▶ _本文_:
----------

76年にアマルは単体として独立します。そして、シリアがバックアップを始めましたが、この行為はレバノン・シーア派の人々に反対されていました。それを受けて市民の集合体であるアマルはPLOや、そのPLOを支持しているアラブ諸国(特にシリア)に対し徐々に距離を置き始めます。

■レバノン・フォース 1976年 8月30日
一方キリスト教民兵ですが、実戦経験の高いPLOゲリラやシリア軍と戦う事はなかなか難しく、キリスト教コミュニティーで会議が持たれました。

この会議で、その場に集まった個々の民兵を合併させる事が決議されます。こうして、ファランヘ、自由党、タンジーム党、レバノン防衛隊が各武装部門を合併させ、レバノンフォースが誕生しました。彼らはキリスト教民兵の集合体です。初代のリーダーはファランヘのバシール・ジェマイエルでした。

----------

▶ _練習課題_:
**A.** アマルとレバノン・フォースについての本文から、「一方キリスト教民兵ですが、実戦経験の高いPLOゲリラやシリア軍と戦う事はなかなか難しく、キリスト教コミュニティーで会議が持たれました。」という一文を英語に訳してください。
**B.** アマルとレバノン・フォースについての本文で「この会議で」から始まる段落を、主な事実を残して箇条書きにまとめてください。
**C.** アマルとレバノン・フォースについての本文の続きを、最後の文の後から書き継いでください。

----------

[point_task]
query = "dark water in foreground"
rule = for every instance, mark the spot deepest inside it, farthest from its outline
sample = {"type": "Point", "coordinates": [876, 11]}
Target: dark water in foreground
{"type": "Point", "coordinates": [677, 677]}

----------

▶ _解答一覧_:
**A.** Meanwhile, for the Christian militias, fighting the PLO guerrillas and the Syrian army, who had a great deal of combat experience, was quite difficult, so a meeting was held in the Christian community.

**B.**
- 会議で、集まった個々の民兵を合併させることが決議された。
- ファランヘ、自由党、タンジーム党、レバノン防衛隊が各武装部門を合併させた。
- こうしてキリスト教民兵の集合体であるレバノンフォースが誕生した。
- 初代リーダーはファランヘのバシール・ジェマイエルだった。

**C.**
シリア軍のPLOへの嫌がらせはますますひどくなり、今度はレバノン・フォースと手を組みPLOを攻撃してきたのでした。

■イマム・ムーサー師、行方不明となる・・・。
そんな中の1978年8月、アマルのリーダーイマム・ムーサー・サドル師がリビアを訪問中に行方不明となってしまいました。(リビアのカダフィ大佐が関与していると言う話もあります。)

あとを継いだのはシエラレオネ生まれの、ナビー・ベリリ Nabih Berriでした。このベリリ氏は西欧化された人物でサドル師の方針に必ずしも沿ってはいませんでした。

 

■イスラエルの侵攻

■アラブ平和維持軍
とりあえず、戦闘状態を鎮めなくてはレバノンが破滅してしまいます。ここにきて、アラブ平和維持軍がやっと本格的な行動に移り、レバノンを制圧。サルキス大統領は内戦の終結を宣言します。

しかし、制圧したと言ってもPLOはまだいるし、レバノンフォースもまだ健在でした。つまり、なだめただけという訳です。そして、小さな戦闘は続いています。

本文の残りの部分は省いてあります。